[What the exercise asks]:
Retype the full set of records. Keep every character identical.

[Material shown]:
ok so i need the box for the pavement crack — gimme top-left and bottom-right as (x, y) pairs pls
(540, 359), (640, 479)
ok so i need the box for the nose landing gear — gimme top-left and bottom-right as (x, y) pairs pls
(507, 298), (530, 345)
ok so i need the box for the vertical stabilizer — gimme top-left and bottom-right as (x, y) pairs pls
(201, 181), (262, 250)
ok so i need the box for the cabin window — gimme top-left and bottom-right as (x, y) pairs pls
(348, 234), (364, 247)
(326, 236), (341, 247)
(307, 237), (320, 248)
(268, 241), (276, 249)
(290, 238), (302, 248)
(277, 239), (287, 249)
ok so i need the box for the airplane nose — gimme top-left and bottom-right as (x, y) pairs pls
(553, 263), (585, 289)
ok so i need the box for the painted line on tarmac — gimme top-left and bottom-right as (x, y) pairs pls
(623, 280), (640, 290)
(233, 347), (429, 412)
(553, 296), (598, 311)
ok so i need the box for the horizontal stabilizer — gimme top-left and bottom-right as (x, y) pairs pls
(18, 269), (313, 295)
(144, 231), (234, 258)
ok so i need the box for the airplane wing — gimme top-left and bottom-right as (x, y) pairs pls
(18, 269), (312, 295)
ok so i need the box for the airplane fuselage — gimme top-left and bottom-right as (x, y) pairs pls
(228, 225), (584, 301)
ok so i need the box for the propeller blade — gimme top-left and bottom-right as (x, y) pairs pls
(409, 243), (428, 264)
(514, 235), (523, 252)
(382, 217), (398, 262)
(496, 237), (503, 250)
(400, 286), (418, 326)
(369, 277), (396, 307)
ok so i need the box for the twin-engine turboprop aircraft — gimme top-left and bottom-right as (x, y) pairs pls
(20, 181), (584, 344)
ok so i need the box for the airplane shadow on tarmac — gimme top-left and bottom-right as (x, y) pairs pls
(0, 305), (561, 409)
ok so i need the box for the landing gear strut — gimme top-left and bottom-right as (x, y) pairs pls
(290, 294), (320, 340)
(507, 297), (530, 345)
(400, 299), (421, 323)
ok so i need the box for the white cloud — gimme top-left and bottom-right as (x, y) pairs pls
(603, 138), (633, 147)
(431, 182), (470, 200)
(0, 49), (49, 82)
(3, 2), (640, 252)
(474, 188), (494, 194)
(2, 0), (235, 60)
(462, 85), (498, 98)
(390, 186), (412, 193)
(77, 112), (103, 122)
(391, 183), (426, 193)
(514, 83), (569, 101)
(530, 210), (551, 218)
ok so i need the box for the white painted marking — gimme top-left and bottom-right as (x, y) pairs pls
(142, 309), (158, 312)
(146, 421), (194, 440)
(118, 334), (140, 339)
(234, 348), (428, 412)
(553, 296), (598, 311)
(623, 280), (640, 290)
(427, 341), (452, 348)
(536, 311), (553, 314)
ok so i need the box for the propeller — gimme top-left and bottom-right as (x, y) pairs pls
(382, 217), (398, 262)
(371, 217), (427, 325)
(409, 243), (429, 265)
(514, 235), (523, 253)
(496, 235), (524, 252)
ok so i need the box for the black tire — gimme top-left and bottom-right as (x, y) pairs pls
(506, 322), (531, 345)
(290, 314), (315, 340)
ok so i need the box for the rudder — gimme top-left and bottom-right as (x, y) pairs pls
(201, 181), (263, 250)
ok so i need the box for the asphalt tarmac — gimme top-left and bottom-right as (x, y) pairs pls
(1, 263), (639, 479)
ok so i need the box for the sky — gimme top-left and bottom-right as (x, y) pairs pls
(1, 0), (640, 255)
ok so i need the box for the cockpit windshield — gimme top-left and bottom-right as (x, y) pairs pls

[Your solution]:
ok so i need the box for the pavement crack — gimme top-left and bottom-right as (x, y) pairs pls
(540, 359), (640, 479)
ok so i need the box for the nose landing gear — gimme top-left and bottom-right as (x, y) pairs pls
(507, 298), (530, 345)
ok so i need the box for the vertical stabilizer — gimme top-left and bottom-right as (x, y) pairs pls
(201, 181), (262, 250)
ok so i need the box for the cabin window — gimme top-left and bottom-right as (x, y) pairs pls
(348, 234), (364, 247)
(326, 236), (341, 247)
(307, 237), (320, 248)
(268, 241), (276, 249)
(290, 238), (302, 248)
(277, 239), (287, 249)
ok so i need the box for the airplane nose — gimme top-left and bottom-right as (x, y) pairs pls
(553, 263), (585, 289)
ok so i need the box for the painted line on tarmac — gimme top-left and bottom-right as (x, y) pairs pls
(623, 280), (640, 290)
(233, 347), (429, 412)
(553, 296), (598, 311)
ok so i need the box for the horizontal stabilizer — gimme top-left and bottom-right as (x, y) pairs pls
(18, 269), (313, 295)
(144, 231), (234, 258)
ok so i need the box for the airplane wing — gimme top-left and bottom-right as (x, y) pairs pls
(18, 269), (312, 295)
ok so i need the box for the airplane fuselage — gimme top-left and bottom-right as (x, y) pairs pls
(228, 225), (584, 301)
ok so i need the box for the propeller blade — gimme top-left and bottom-right as (x, y) pairs pls
(409, 243), (428, 264)
(514, 235), (523, 252)
(382, 217), (398, 262)
(496, 237), (503, 250)
(400, 286), (418, 326)
(369, 277), (396, 307)
ok so i need the box for the twin-engine turboprop aircraft — gimme top-left and bottom-right as (x, y) pairs pls
(20, 181), (584, 344)
ok so i need the box for the airplane shadow on tarmac — gimme top-left and bottom-right as (x, y) pairs pls
(0, 305), (561, 409)
ok so i need the box for the landing gear strut — gimme top-left and bottom-right as (x, y) pairs pls
(290, 294), (320, 340)
(507, 297), (530, 345)
(400, 299), (421, 323)
ok so i need the box for the white cloud — gimme top-left and bottom-right as (x, y) pairs pls
(603, 138), (633, 147)
(431, 182), (470, 200)
(0, 49), (49, 82)
(3, 2), (640, 252)
(474, 188), (494, 194)
(2, 0), (235, 60)
(462, 85), (498, 98)
(390, 186), (412, 193)
(77, 112), (103, 122)
(391, 183), (426, 193)
(514, 83), (569, 101)
(530, 210), (551, 218)
ok so i need the box for the white painted marking — gimme top-left and bottom-right as (x, y) pairs pls
(142, 309), (158, 312)
(146, 421), (194, 440)
(118, 334), (140, 339)
(234, 348), (428, 412)
(553, 296), (598, 311)
(623, 280), (640, 290)
(427, 341), (452, 348)
(536, 311), (553, 314)
ok so i need the box for the propeller — gimme top-left and bottom-right as (x, y) pairs pls
(382, 217), (398, 262)
(371, 217), (427, 325)
(409, 243), (429, 265)
(514, 235), (523, 253)
(496, 235), (524, 252)
ok so i need the box for the black tire — gimme top-left and bottom-right as (x, y) pairs pls
(506, 322), (531, 345)
(290, 314), (315, 340)
ok so i need the box for the rudder — gimme top-left and bottom-right as (x, y) pairs pls
(201, 181), (263, 250)
ok so i need the box for the asphalt tarmac — gimme top-left and bottom-right as (x, y) pairs pls
(1, 263), (639, 479)
ok so i need the box for the sky — gimme top-left and bottom-right as (x, y) pairs pls
(1, 0), (640, 255)
ok so i need the box for the cockpit windshield — gimme top-left and bottom-right as (x, y) pairs pls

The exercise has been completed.